*指令*
把下面所有条目逐行照原样抄写一遍，一字不改。

*所给材料*
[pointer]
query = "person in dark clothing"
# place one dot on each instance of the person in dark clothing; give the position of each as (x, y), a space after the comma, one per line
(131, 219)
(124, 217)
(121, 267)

*任务结果*
[pointer]
query = "person in dark clothing"
# place one dot on each instance of the person in dark clothing; give the position of each as (x, y), a space after the comma, one per line
(131, 219)
(124, 217)
(121, 267)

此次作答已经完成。